NACIDO EL 23 de noviembre de 1920 en Czernowitz, muy poco después de que esta localidad de Bukovina dejara de pertenecer al ya desaparecido Imperio Austrohúngaro y pasara a formar parte de Rumania, el entonces así llamado Paul Antschel, judío, fue, por fuerza, políglota. Por familia, manejó el alemán y el yídish, pero, enseguida, por los avatares políticos antes descritos, a los que se sumaron pronto otros muchos, el nativo de Czernowitz, de cambiante destino, debió aprender el rumano, el ucraniano, el ruso y, tras la Segunda Guerra Mundial, el francés, pues, a partir de 1948, se instaló en París, donde vivió hasta que un aciago día de 1970 decidió arrojarse precisamente al Sena. De todas formas, este portentoso políglota, desde que se sintió poeta, jamás usó como tal otra lengua que el alemán materno. Nadie se lo explica, porque fueron los nazis alemanes los que asesinaron a sus padres y a muchos de sus parientes y amigos, y, de haberlo permitido el hado, también a él mismo, que se salvó por casualidad, no sin haber apurado la experiencia del horror hasta el fondo. Cambió de apellido, eso sí, adoptando el hoy mundialmente célebre de Paul Celan, pero conservó la lengua maldita de sus exterminadores para cantar. No es extraño que esta perplejidad marque, desde su mismo inicio, la biografía, Paul Celan. Poeta, superviviente, judío (Trotta), escrita por John Felstiner, donde, además, se nos cuenta cómo el poeta, cuando estaba recluido en un campo de trabajo, se enteró de que su madre, exhausta e inútil ya para toda labor, había sido fusilada. Corría el año de 1943, y Celan, herido en lo más íntimo, expresó su congoja en un poema, escrito en alemán, titulado, primero, Madre, y, después, Copos negros.

**Datos para revisar:**
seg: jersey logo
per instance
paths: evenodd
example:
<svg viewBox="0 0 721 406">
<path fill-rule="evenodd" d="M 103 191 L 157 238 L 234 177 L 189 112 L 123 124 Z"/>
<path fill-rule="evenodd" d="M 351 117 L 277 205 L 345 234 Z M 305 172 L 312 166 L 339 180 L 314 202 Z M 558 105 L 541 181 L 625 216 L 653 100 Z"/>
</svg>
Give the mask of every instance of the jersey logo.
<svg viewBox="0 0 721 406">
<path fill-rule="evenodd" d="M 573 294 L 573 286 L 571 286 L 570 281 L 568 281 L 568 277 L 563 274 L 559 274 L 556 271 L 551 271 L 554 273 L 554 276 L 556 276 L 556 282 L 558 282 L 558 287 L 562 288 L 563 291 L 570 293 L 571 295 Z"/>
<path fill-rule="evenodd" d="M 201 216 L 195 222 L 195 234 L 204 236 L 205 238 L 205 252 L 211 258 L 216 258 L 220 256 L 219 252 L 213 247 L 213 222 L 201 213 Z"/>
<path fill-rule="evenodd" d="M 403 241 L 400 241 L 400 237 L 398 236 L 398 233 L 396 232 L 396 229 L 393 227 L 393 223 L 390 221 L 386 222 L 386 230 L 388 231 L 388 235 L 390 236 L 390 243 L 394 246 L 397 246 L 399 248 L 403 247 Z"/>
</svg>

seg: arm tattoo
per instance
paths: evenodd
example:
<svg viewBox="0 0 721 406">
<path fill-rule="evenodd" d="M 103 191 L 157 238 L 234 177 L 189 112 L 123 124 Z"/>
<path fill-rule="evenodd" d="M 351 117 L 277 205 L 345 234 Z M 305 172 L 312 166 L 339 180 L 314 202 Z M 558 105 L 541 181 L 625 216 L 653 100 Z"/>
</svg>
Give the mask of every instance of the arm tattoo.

**Tarea:**
Responde según el fragmento sobre Paul Celan:
(a) ¿En qué fecha nació Paul Antschel?
(b) ¿A partir de qué año se instaló en París?
(c) ¿Qué dos títulos tuvo el poema que escribió en 1943?
Este material no tiene relación con el fragmento.

**Respuesta:**
(a) El 23 de noviembre de 1920.
(b) A partir de 1948.
(c) Primero se tituló «Madre» y después «Copos negros».